- Stated problem:
Return every line of the listing below unchanged.

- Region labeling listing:
• • • •

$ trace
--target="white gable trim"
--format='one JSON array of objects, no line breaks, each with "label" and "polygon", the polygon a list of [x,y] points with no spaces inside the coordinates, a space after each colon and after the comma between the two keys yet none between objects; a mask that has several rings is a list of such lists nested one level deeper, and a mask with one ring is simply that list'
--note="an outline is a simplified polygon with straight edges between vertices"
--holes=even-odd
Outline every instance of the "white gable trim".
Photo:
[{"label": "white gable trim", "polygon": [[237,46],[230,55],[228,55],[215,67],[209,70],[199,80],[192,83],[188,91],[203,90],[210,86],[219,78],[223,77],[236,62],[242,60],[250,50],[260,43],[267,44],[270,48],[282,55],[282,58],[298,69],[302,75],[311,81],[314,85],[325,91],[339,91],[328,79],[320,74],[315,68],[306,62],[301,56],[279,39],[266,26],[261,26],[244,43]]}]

• • • •

- Reply to the task:
$ trace
--target="white gable trim"
--format='one JSON array of objects, no line breaks, each with "label" and "polygon", the polygon a list of [x,y] points with no spaces inside the coordinates, a space after each colon and after the comma between the two keys yet none between objects; a mask that has several rings is a list of such lists nested one level deeper, and a mask with one ring is simply that list'
--note="an outline is a simplified polygon with straight edges between vertices"
--holes=even-odd
Outline every instance of the "white gable trim".
Photo:
[{"label": "white gable trim", "polygon": [[237,46],[230,55],[228,55],[215,67],[209,70],[199,80],[192,83],[188,91],[203,90],[210,86],[219,78],[223,77],[236,62],[242,60],[250,50],[260,43],[267,44],[270,48],[282,55],[282,58],[298,69],[302,75],[311,81],[314,85],[325,91],[339,91],[328,79],[320,74],[315,68],[306,62],[301,56],[279,39],[266,26],[261,26],[244,43]]}]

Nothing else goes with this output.